**Exercise brief:**
Set down, character for character, everything in the records below from the line holding "Each <instance> block" down to the line holding "box: [119, 20, 124, 36]", and no other line.

**Information given:**
◇ ◇ ◇ ◇
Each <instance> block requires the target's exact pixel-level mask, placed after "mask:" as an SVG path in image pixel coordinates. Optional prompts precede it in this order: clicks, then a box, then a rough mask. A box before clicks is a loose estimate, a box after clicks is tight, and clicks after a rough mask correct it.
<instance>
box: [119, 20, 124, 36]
◇ ◇ ◇ ◇
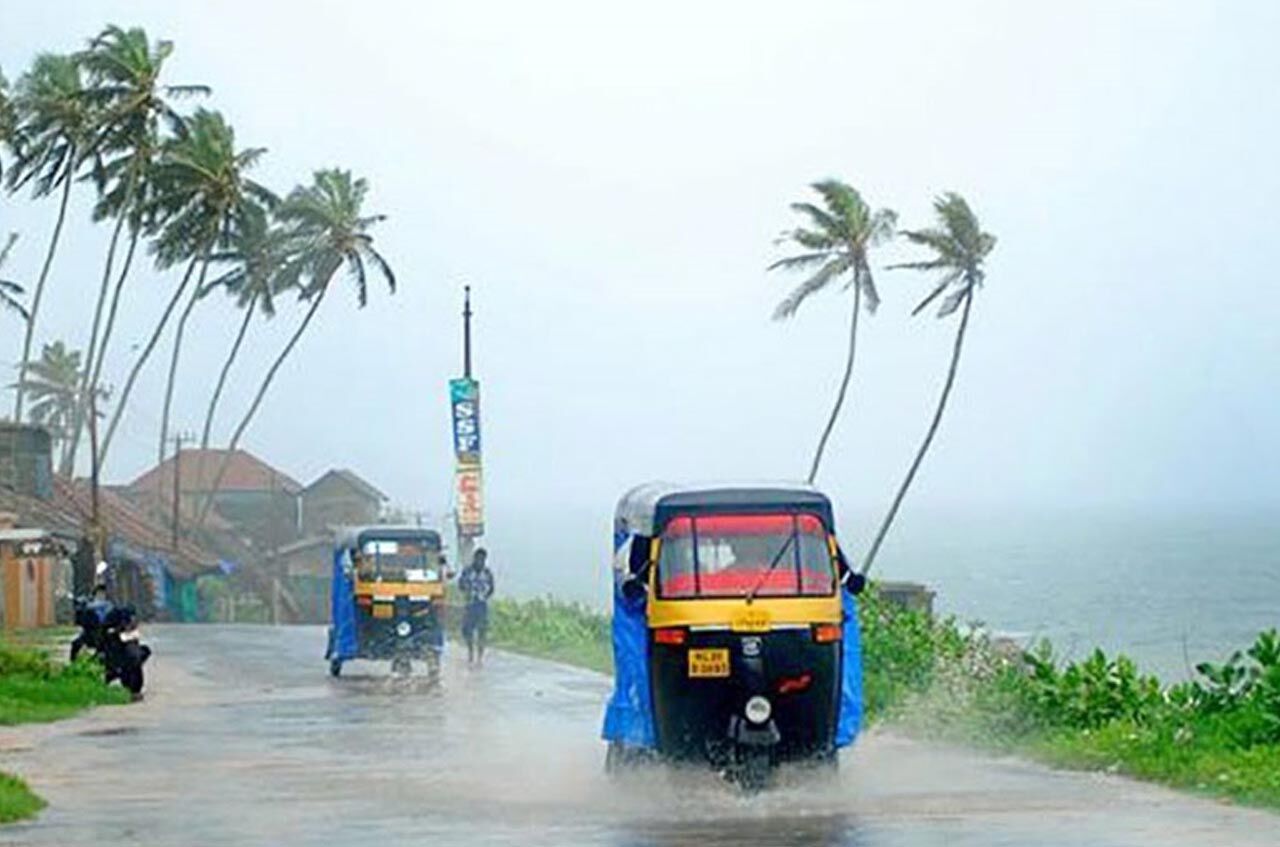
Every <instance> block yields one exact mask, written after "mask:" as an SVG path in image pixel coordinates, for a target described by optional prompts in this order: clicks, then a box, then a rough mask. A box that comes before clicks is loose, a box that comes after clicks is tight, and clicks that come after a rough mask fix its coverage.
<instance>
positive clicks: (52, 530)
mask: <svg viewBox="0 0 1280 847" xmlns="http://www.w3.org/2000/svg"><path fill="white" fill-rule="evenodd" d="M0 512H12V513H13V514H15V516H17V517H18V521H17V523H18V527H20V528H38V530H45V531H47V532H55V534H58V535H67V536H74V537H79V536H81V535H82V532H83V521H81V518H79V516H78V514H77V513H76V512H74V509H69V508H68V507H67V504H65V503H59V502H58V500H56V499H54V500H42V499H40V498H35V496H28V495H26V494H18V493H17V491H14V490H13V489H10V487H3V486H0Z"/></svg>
◇ ◇ ◇ ◇
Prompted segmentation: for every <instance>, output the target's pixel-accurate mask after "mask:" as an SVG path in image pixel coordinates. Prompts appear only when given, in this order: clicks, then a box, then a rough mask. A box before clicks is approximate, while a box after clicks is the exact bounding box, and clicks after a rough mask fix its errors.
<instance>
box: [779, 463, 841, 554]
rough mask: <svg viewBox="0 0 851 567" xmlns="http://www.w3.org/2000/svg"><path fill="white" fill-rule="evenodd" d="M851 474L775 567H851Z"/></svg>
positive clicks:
◇ ◇ ◇ ◇
**Answer for this exercise:**
Each <instance> block requires the target's exact pixel-level mask, placed after "mask:" as an SVG path in image pixel coordinates. Optional prompts precede it in this order: clicks, then a box, then a rough mask. A box before clicks is a loose estimate, a box after clicks is tight, and clicks after a rough mask correct it.
<instance>
box: [119, 20, 124, 36]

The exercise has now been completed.